##### Source passage
Once you start smelling a slight roasted scent, it's ready to flip. Even I'm not crazy enough to try this in the air, pancake style, so hold the end of your pan's handle, smack somewhere lower down with your wrist to loosen the pancake, then put a big plate over the top and invert the whole mess. Put your pan back, turn the heat up to medium, and get a thin layer of fat hot in your pan again. Let it take a minute or two to reheat; you can't get the same crust otherwise.
Slide the pancake back into the pan, but this time, leave the heat up and don't cover. You're waiting for the same kind of roasted scent, but it'll be 5-10 minutes before it arrives. Once you have achieved the scent again, repeat the handle smack to release the pancake, slide it out onto a serving plate, and serve in slices. You can put a little sour cream on the side, or grate some cheese over the top, or do as we did the first time and whip up a cheese sauce with lots of black pepper. It's delicious and filling, it's easy to make, and it won't heat your apartment/house up very much at all.
We'll post some pictures when we make it again; we were too busy eating the first time around.
Monday, June 2, 2008
In an old episode of The West Wing, President Bartlet is shown enjoying (much to his surprise) a chocolate egg cream. He expresses disbelief that something so good could have come from New York instead of his beloved New England. Indeed, to most of us living outside New York City, the combination of chocolate syrup, milk, and seltzer sounds. . . unappetizing. However (like in so many things), when it comes to obscure fountain drinks, it's best to listen to President Bartlet.
A little while ago, Tore's mom generously sent us some Scharffen Berger cocoa powder. Most of the year I would have used it to make brownies, but it's hardly baking weather right now. I decided instead to whip up some chocolate syrup for chocolate egg creams. The flavor is much better than store-bought, and it's dead easy to make.
##########
=== Activity list ===
1. Decide whether each statement agrees with the cooking blog excerpt, and answer yes or no for each. Quote the exact words from the cooking blog excerpt that settle it.
(a) The pancake is flipped in the air.
(b) The second side of the pancake cooks without a cover.
(c) The cocoa powder was used to make brownies.
2. Carry on writing the cooking blog excerpt, starting after its final sentence.
The records that follow were taken from a different source than the cooking blog excerpt.
##### Dataset extract
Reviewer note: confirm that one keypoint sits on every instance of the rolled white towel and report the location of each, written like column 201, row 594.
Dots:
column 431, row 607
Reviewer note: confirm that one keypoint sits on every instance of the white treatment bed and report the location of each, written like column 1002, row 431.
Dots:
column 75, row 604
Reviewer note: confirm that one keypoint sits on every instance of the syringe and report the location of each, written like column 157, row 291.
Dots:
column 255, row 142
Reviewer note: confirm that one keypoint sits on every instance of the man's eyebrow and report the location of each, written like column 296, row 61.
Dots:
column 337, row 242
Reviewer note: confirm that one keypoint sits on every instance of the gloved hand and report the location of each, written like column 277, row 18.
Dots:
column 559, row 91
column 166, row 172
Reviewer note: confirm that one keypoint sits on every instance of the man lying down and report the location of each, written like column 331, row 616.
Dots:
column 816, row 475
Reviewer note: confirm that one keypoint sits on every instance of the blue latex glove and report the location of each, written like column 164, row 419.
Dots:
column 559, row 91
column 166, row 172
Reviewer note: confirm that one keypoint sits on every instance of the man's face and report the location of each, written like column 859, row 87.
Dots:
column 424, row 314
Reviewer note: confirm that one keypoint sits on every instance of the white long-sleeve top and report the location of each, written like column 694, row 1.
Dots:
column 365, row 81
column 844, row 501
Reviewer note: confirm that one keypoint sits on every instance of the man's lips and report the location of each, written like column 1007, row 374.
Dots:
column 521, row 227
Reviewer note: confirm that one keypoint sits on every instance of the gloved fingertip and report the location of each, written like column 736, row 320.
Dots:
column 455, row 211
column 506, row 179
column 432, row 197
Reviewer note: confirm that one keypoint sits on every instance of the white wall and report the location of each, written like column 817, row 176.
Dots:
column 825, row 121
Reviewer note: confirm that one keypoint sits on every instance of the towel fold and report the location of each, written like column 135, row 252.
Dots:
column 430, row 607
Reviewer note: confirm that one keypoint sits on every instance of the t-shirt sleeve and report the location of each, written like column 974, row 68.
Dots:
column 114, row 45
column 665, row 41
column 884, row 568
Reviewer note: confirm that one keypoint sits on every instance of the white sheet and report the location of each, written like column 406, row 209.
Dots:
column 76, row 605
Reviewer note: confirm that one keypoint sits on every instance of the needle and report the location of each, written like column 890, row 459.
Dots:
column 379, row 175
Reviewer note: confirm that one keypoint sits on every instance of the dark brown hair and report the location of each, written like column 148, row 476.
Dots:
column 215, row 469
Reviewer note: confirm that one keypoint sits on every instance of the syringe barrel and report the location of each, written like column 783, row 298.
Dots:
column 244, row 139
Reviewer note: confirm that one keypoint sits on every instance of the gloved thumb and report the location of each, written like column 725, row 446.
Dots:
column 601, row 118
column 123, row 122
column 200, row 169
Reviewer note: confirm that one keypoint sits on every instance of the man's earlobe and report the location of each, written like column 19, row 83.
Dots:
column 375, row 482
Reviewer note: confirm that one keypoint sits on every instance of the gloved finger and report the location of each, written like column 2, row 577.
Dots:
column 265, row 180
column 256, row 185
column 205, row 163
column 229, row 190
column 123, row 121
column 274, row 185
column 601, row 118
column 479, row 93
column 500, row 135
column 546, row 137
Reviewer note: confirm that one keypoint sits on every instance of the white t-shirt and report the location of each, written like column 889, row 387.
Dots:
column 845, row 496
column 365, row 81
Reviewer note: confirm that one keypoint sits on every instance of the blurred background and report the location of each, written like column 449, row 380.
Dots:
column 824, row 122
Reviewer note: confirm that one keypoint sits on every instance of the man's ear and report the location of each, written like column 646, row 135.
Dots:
##########
=== Written responses ===
1.
(a) No: "Even I'm not crazy enough to try this in the air, pancake style"
(b) Yes: "leave the heat up and don't cover"
(c) No: "I decided instead to whip up some chocolate syrup for chocolate egg creams."

2.
Chocolate Syrup (makes enough to keep two people happy for some time)
1/4 cup cocoa power
1/2 cup sugar
1/3 cup water
pinch of salt (Don't be shy. A pinch is more than a few grains.)
1/2 teaspoon vanilla extract
Combine everything but the vanilla in a small saucepan till the cocoa is well incorporated. Put the pan over medium heat, stirring occasionally to make sure no cocoa accumulates in the corners. Once it comes to a boil, lower the heat and let simmer for 5 minutes. While it simmers, don't look away and keep stirring; it can boil over quickly. After 5 minutes, the syrup should be glossy and smooth. Turn off the heat and let it cool a bit, then stir in vanilla. Once it's mostly cooled, give it a good stir (it may have separated a bit) and pour into an air-tight container. Your syrup will keep for months in the refrigerator, but it's best when used within a week or so.
Of course, using higher-quality cocoa, vanilla, and sugar (preferably evaporated cane juice or something similar) improves the ultimate flavor, but don't go crazy. Chocolate syrup is supposed to be fun, right? You can mix it into cold or hot milk, put it over ice cream, or do whatever your heart desires. Speaking of which. . .
Chocolate Egg Creams
You'll need whole milk (yes, it's worth it), chocolate syrup, and seltzer. Bottled soda water works, but if you have a soda siphon, you'll be rewarded. About 5 minutes before you start, put the milk and your glassware of choice into the freezer. Once those are nice and cold, spoon syrup into the glass until it's about 1/5 full. (You can play with the proportions till you find exactly the mix you like.) Add milk till the glass is just below half full. Mix the syrup and the milk till combined. Throw in some ice cubes, and top off with seltzer. Now take a sip. It's a little sharp, a little sweet, and a little creamy. Strange? Certainly. But it's also a spectacular summertime dessert.